WHAT NEEDS TO BE DONE: Please transcribe the data that follows exactly, from its first line through the line that contains "e.g. point(243, 201)".

START DATA RECORDS

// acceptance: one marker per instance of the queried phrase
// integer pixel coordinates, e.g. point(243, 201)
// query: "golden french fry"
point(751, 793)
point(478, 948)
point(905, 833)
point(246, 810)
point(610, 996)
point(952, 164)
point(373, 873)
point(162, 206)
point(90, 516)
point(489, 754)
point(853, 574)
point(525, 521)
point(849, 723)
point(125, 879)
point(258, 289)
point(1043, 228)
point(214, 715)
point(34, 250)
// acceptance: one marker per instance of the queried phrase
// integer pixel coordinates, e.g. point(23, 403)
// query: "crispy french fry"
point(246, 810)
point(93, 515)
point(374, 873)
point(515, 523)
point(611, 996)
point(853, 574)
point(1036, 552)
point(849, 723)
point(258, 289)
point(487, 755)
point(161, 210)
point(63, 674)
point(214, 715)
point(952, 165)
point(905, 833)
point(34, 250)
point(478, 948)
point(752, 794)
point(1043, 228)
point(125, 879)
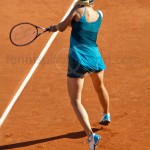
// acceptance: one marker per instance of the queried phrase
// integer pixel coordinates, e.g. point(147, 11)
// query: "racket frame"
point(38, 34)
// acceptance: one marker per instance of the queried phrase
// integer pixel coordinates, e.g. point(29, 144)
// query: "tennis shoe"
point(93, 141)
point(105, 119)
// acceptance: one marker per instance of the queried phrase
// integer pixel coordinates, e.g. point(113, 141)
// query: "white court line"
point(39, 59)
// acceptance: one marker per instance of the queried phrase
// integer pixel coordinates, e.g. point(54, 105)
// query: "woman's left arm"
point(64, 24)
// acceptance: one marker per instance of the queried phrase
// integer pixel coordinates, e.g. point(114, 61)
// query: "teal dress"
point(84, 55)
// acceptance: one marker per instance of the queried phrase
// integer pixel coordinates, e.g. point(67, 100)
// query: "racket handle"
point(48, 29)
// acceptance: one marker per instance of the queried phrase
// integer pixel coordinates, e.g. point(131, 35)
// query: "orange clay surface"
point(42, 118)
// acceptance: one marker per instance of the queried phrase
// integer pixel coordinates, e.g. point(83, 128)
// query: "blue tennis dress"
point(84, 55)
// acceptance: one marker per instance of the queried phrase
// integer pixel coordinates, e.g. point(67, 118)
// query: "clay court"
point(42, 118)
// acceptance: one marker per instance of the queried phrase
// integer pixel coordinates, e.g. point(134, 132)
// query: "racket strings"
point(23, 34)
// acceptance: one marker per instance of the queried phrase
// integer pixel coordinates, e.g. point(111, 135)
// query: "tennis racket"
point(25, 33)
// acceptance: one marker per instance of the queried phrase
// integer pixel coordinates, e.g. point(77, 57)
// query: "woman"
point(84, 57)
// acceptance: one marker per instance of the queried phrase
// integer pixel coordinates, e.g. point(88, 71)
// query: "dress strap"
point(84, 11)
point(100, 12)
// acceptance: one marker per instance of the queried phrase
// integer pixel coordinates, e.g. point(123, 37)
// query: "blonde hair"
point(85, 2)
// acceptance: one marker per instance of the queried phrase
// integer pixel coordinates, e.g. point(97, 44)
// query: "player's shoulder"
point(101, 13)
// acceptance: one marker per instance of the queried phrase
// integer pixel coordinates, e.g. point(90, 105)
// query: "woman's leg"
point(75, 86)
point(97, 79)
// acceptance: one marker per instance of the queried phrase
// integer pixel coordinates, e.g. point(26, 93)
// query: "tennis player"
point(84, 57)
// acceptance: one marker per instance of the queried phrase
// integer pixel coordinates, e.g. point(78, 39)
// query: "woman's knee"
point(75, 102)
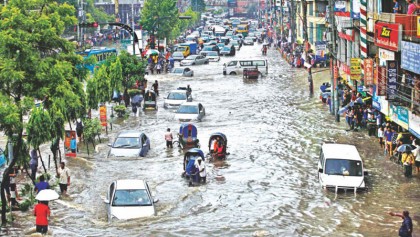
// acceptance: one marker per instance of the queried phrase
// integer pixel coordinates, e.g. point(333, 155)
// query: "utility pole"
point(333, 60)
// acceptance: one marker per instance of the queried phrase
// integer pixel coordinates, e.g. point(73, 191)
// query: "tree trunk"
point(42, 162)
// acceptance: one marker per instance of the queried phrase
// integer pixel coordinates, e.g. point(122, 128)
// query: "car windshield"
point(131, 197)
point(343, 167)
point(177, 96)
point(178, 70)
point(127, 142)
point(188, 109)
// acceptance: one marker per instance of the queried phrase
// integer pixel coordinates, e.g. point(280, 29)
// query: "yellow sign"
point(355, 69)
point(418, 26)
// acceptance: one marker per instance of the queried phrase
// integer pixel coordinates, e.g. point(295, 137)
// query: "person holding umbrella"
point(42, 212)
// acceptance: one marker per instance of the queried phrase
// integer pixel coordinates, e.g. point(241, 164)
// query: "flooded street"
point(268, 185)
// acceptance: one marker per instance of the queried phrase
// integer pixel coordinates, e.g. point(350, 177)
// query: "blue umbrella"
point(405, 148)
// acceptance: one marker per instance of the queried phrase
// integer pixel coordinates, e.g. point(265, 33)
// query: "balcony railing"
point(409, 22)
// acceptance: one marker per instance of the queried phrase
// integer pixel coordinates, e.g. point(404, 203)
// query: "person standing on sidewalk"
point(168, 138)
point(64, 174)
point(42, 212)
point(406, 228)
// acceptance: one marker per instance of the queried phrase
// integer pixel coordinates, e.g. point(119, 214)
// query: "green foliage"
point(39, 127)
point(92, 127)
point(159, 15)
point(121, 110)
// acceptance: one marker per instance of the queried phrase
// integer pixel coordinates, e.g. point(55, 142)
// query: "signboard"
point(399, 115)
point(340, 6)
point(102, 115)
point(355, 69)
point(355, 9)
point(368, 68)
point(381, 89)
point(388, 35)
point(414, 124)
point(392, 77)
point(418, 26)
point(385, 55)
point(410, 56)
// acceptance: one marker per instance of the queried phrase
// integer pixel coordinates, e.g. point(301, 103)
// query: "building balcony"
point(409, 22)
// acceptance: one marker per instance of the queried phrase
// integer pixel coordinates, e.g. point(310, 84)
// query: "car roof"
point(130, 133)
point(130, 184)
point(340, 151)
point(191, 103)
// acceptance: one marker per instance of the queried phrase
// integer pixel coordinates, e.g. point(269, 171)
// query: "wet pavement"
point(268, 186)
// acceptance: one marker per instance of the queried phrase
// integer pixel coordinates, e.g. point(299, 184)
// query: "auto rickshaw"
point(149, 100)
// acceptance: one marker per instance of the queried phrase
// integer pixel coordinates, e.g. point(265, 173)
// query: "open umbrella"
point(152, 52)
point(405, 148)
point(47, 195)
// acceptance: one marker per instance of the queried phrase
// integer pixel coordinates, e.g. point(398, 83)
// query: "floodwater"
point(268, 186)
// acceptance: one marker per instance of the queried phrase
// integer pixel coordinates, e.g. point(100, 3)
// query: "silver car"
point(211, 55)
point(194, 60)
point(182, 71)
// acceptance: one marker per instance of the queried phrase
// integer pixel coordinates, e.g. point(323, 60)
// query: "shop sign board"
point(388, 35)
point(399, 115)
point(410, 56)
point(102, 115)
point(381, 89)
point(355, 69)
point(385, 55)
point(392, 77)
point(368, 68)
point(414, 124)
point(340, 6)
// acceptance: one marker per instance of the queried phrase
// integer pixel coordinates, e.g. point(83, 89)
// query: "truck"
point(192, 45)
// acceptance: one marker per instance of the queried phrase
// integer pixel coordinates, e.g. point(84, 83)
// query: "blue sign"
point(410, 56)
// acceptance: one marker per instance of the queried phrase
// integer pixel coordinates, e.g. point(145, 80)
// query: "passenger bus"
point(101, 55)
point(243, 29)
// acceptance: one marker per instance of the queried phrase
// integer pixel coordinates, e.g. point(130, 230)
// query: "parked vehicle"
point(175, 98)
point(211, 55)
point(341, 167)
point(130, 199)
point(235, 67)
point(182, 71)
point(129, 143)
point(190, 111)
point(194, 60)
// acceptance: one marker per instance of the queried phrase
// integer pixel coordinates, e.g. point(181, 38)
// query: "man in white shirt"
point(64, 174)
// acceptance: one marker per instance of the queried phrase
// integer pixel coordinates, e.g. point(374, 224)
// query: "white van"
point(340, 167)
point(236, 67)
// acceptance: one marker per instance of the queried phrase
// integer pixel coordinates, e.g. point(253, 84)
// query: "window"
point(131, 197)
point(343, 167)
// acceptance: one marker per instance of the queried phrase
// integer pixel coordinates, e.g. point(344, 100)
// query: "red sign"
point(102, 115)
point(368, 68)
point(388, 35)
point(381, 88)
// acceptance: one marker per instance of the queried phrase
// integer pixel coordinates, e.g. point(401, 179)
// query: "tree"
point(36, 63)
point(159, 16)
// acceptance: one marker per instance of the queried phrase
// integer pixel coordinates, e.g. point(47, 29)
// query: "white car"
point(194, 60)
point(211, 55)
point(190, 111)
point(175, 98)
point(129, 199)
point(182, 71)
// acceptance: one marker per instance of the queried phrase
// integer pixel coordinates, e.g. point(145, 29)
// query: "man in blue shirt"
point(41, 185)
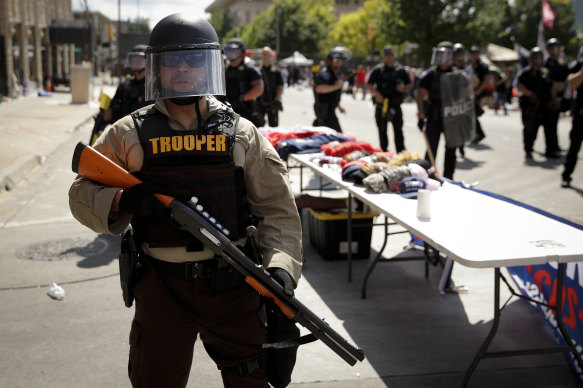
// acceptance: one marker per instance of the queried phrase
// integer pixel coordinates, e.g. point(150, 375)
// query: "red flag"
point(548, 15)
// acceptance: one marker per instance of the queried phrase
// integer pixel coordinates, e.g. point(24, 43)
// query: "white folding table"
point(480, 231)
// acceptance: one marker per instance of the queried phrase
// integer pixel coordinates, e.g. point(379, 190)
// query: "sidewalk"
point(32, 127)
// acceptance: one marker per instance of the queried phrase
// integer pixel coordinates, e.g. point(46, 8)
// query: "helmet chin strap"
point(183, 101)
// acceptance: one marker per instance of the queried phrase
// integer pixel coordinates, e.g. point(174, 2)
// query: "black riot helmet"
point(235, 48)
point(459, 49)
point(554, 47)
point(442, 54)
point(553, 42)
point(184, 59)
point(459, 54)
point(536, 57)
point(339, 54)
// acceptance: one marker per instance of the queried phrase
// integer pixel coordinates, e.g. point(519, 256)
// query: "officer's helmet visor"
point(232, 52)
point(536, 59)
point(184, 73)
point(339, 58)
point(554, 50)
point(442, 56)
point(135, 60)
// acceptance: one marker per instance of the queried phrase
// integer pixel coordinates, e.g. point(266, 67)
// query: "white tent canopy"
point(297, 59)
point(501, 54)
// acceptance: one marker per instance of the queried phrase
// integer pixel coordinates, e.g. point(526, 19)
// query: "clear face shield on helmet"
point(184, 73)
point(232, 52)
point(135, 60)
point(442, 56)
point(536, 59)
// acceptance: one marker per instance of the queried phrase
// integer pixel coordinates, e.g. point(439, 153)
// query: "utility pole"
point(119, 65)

END DATA RECORDS

EXERCISE RESPONSE:
// acceptance: one marker per instance of the queried phrase
// integer pixel coordinates, e.g. point(243, 201)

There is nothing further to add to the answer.